• _Instructions for the task_: Rewrite the listing below with every "power-up" changed to "bonus item" and nothing else altered, omitting the pictures.

= = = =

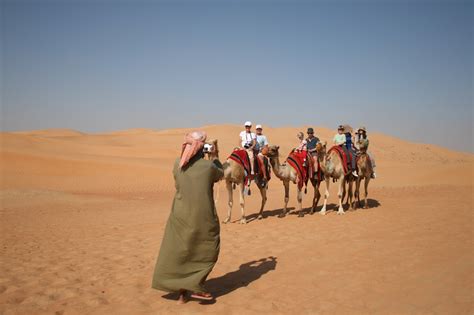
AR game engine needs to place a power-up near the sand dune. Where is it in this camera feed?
[0,125,474,314]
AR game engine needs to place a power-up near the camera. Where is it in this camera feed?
[202,143,214,153]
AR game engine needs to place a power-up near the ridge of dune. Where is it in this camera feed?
[95,128,157,135]
[9,128,86,137]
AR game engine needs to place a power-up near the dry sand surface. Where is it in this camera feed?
[0,126,474,314]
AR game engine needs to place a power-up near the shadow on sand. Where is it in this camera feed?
[162,256,277,305]
[247,207,295,223]
[206,256,277,298]
[244,198,381,223]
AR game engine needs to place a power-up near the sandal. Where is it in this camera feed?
[191,293,214,301]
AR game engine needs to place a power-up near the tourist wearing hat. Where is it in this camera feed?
[355,126,376,178]
[255,125,268,154]
[239,121,257,175]
[333,125,359,177]
[306,127,319,156]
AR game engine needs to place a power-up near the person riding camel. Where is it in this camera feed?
[306,127,319,156]
[239,121,257,177]
[295,131,308,167]
[333,125,359,177]
[254,125,269,187]
[355,127,377,178]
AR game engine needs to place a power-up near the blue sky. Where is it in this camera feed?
[1,0,474,151]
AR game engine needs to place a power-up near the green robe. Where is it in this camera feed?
[152,154,224,292]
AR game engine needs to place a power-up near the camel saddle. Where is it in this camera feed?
[254,155,271,181]
[286,151,314,190]
[356,150,373,170]
[229,148,251,185]
[229,148,271,185]
[328,145,353,175]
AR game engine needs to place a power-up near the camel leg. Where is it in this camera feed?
[279,181,290,218]
[222,181,234,224]
[364,176,370,209]
[257,186,267,220]
[296,189,304,218]
[320,176,330,215]
[239,182,247,224]
[310,180,321,214]
[337,178,345,214]
[341,179,346,203]
[347,180,354,209]
[354,176,361,209]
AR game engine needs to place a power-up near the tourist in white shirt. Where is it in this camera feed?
[240,121,257,175]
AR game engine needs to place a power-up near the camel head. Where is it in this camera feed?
[203,139,219,160]
[316,141,327,160]
[266,145,280,158]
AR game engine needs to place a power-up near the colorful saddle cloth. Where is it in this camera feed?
[255,155,271,181]
[229,148,251,185]
[286,151,314,190]
[328,145,352,175]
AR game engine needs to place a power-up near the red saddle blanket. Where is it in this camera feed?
[255,155,271,181]
[286,151,314,190]
[229,149,251,185]
[328,145,352,174]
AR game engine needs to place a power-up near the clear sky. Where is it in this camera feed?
[0,0,474,151]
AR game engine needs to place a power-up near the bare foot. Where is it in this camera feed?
[191,293,214,301]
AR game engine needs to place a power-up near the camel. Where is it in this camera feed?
[354,150,373,209]
[316,143,353,215]
[266,145,321,218]
[207,140,268,224]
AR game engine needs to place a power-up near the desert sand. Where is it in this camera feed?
[0,125,474,314]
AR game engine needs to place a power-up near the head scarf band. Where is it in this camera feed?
[179,131,207,168]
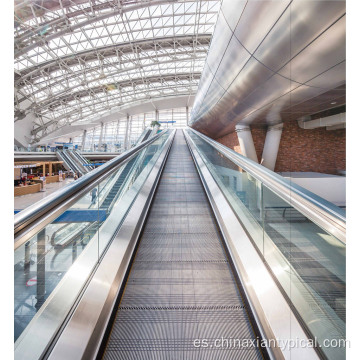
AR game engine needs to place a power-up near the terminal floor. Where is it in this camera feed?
[14,179,74,210]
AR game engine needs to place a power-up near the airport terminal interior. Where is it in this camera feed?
[11,0,347,360]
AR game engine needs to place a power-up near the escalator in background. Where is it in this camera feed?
[15,129,346,360]
[73,150,95,172]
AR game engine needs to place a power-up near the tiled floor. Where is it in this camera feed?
[14,179,74,210]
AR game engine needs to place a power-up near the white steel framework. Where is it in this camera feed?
[15,0,220,143]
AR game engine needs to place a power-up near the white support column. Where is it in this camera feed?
[124,114,130,151]
[81,130,87,151]
[235,124,258,162]
[260,124,283,171]
[98,123,104,151]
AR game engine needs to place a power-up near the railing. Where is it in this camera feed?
[186,128,346,359]
[14,128,172,359]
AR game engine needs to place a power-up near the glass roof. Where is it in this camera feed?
[14,0,220,140]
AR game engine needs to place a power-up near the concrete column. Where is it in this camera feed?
[81,130,87,151]
[260,124,283,171]
[98,123,104,151]
[124,114,130,150]
[235,124,258,162]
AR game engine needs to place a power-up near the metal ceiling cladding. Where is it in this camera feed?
[103,131,262,359]
[190,0,345,137]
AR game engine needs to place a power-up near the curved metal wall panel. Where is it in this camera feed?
[189,0,345,137]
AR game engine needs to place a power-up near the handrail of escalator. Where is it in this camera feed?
[188,127,346,243]
[14,132,169,240]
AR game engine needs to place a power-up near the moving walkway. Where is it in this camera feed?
[15,129,346,359]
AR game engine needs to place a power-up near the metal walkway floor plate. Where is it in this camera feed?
[103,130,262,360]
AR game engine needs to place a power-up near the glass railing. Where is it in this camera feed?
[14,132,170,358]
[186,129,346,359]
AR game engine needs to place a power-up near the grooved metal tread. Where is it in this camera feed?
[103,130,262,360]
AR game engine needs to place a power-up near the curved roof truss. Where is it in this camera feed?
[15,0,220,143]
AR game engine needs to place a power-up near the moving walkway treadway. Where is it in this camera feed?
[103,130,262,359]
[15,129,346,359]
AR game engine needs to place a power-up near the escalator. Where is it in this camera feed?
[98,131,267,359]
[72,150,95,172]
[66,150,90,175]
[100,158,136,209]
[15,129,346,360]
[56,150,85,175]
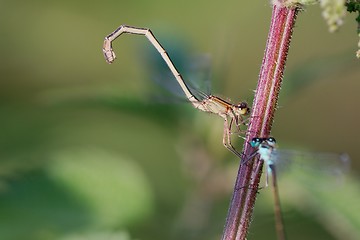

= = = =

• _Complete output_:
AR game engine needs to place a bonus item near the sand dune. Where is it in this camera feed?
[0,125,474,314]
AR game engine needs to place a bonus item near the camera. Where is it in this camera feed?
[202,143,214,153]
AR game engine needs to place a bonus item near the ridge of dune. Where is it in this camera feed?
[95,128,157,135]
[9,128,86,137]
AR game engine needs to place a bonus item near the dry sand surface. Where is it in this camera feed?
[0,126,474,314]
AR game engine needs to place a bonus item near the shadow on sand. Where is it in this camera feed?
[162,256,277,305]
[247,207,295,223]
[206,256,277,298]
[244,198,381,223]
AR game engine needs to place a bonus item near the sandal. Where is it in this camera feed?
[191,293,214,301]
AR game engine needs to place a bonus item near the tourist wearing hat. Where is it in this camera feed?
[355,126,376,178]
[255,125,268,154]
[239,121,257,175]
[333,125,359,177]
[306,127,319,156]
AR game engine needs to place a bonus item near the person riding camel. Where is it in this camera feed?
[306,127,319,156]
[239,121,257,177]
[295,131,308,167]
[333,125,359,177]
[254,125,269,187]
[355,127,377,178]
AR game engine needs to place a bonus item near the blue sky. Where is it in this camera feed?
[1,0,474,151]
AR game engine needs to place a bonus item near the green robe. Where is it in this camera feed?
[152,154,224,292]
AR game engine needs to place a bonus item near the camel saddle. Where is it in this camera feed?
[254,155,271,181]
[286,151,314,190]
[356,150,373,170]
[229,148,251,185]
[229,148,271,185]
[328,145,353,175]
AR game engine needs to place a bonus item near the camel leg. Where is it in this camera feed?
[279,181,290,218]
[222,181,234,224]
[364,176,370,209]
[257,186,267,220]
[296,189,304,218]
[320,176,330,215]
[239,182,247,224]
[310,180,321,214]
[337,178,345,214]
[341,179,346,203]
[347,180,354,209]
[354,176,361,209]
AR game engine needs to place a bonus item near the tourist in white shirt. Where is it in this camera feed?
[240,121,257,175]
AR game engine needs to place a bonus item near the camel head. Where is it in this camera feed?
[203,139,219,160]
[316,141,327,160]
[266,145,280,158]
AR game engine needs to place a bonus item near the colorful saddle cloth. Where is it in this camera feed?
[255,155,271,181]
[229,148,251,185]
[286,151,314,190]
[328,145,352,175]
AR game engine needs to place a bonus item near the red saddle blanket. Where is it in this camera feed?
[255,155,271,181]
[286,151,314,190]
[229,149,251,185]
[328,145,352,174]
AR game engine needs to place a bonus item near the clear sky. Where is it in this camera feed?
[0,0,474,151]
AR game engine needs to place a bonus item near the bare foot. Where is it in this camera feed?
[191,293,214,301]
AR game engine needs to place a bonus item near the camel. Where is it in this camera feed?
[354,150,373,209]
[316,143,353,215]
[266,145,321,218]
[207,140,268,224]
AR game engine needs to place a bonus item near the desert sand. Where is it in this camera feed?
[0,125,474,314]
AR game engine needs to place a bonus item near the head scarf band. Where is it in this camera feed?
[179,131,207,168]
AR game engine needs to place a bonus item near the terminal floor. Where is it in this camera feed?
[14,179,74,210]
AR game engine needs to place a bonus item near the airport terminal interior. Where is it in this camera feed?
[11,0,347,360]
AR game engine needs to place a bonus item near the escalator in background. Where is it in this camera feed?
[15,129,346,360]
[73,150,95,172]
AR game engine needs to place a bonus item near the tiled floor. Where is it in this camera feed?
[14,179,74,210]
AR game engine needs to place a bonus item near the white steel framework. Where is it in this camera feed?
[15,0,220,143]
AR game engine needs to place a bonus item near the white support column. Where is it in this camera feed?
[124,114,130,151]
[81,130,87,151]
[235,124,258,162]
[260,124,283,171]
[98,123,104,151]
AR game engine needs to place a bonus item near the railing. Where is it in this camera feed?
[186,128,346,359]
[14,128,172,359]
AR game engine needs to place a bonus item near the glass roof. Where is it in this camera feed?
[14,0,220,140]
AR game engine needs to place a bonus item near the concrete column. Where is it in this camera feed?
[81,130,87,151]
[260,124,283,171]
[98,123,104,151]
[124,114,130,150]
[235,124,258,162]
AR game engine needs to place a bonus item near the metal ceiling cladding. Where is it in this camera feed?
[103,131,262,359]
[190,0,345,137]
AR game engine needs to place a bonus item near the curved metal wall panel. Where is it in this camera feed?
[189,0,345,137]
AR game engine needs to place a bonus item near the handrail of escalator. Where is it in this camera feed?
[188,127,346,243]
[14,132,169,240]
AR game engine needs to place a bonus item near the moving walkway. Where is it in this camera feed?
[15,129,346,359]
AR game engine needs to place a bonus item near the metal walkway floor plate. Where is it in this camera feed?
[103,130,262,360]
AR game engine needs to place a bonus item near the glass railing. Where is it in this camera feed?
[14,132,170,358]
[186,129,346,359]
AR game engine needs to place a bonus item near the grooved metal tread. Where is it in this camera feed?
[103,130,262,360]
AR game engine needs to place a bonus item near the curved roof truss. Where is it in this camera feed?
[15,0,220,143]
AR game engine needs to place a bonus item near the moving walkway treadway. Where is it in this camera feed?
[103,130,262,359]
[15,129,346,359]
AR game engine needs to place a bonus item near the escalator. Where is it in this camera feed?
[98,131,267,359]
[72,150,95,172]
[66,150,90,175]
[100,158,136,209]
[15,129,346,360]
[56,150,85,175]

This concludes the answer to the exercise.